WHAT THE EXERCISE ASKS –
Convert the material below into a Markdown table with two columns, Row and Text, giving each non-blank line its own numbered row and leaving out blank lines.

WORKING DATA –
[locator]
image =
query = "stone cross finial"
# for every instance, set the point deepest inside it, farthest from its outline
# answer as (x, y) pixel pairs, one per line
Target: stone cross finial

ANSWER TO THIS EXERCISE –
| Row | Text |
|---|---|
| 1 | [locator] |
| 2 | image = |
| 3 | query = "stone cross finial" |
| 4 | # for every instance, set the point deepest inside it, farthest from its outline |
| 5 | # answer as (x, y) pixel pairs, one per line |
| 6 | Target: stone cross finial |